== DATASET RECORDS ==
******
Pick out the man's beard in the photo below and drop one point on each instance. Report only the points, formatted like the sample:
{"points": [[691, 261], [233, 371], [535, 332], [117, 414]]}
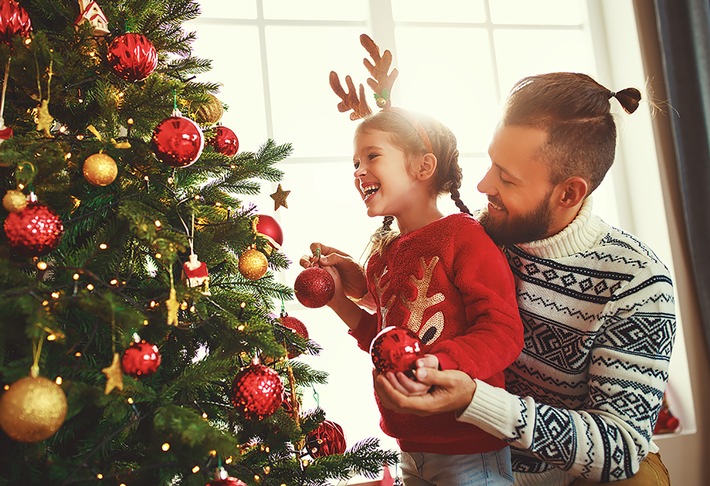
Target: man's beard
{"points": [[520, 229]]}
******
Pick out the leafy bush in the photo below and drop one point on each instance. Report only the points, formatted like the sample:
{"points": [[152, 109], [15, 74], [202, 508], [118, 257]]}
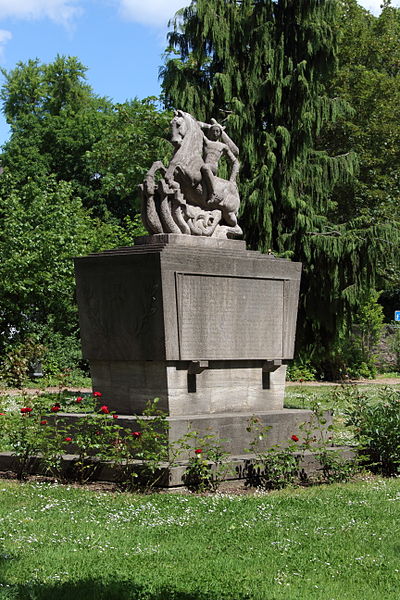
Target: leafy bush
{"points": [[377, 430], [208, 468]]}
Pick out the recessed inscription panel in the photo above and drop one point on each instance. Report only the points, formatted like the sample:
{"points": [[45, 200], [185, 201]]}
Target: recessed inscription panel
******
== YOUR ASSIGNMENT ==
Apply a filter for "Report" to the data above, then copy each line that matches.

== RESULT ==
Pick out the man's beard in the photo below and drop one point on each instance. Report only the points, formatted like the sample:
Pick out the leafy bush in the photo below and drop one point on each instance. Report only the points, formatted like the sample:
Pick out the recessed inscription panel in the photo above and drop one point on each instance. Report only the points, formatted like the sample:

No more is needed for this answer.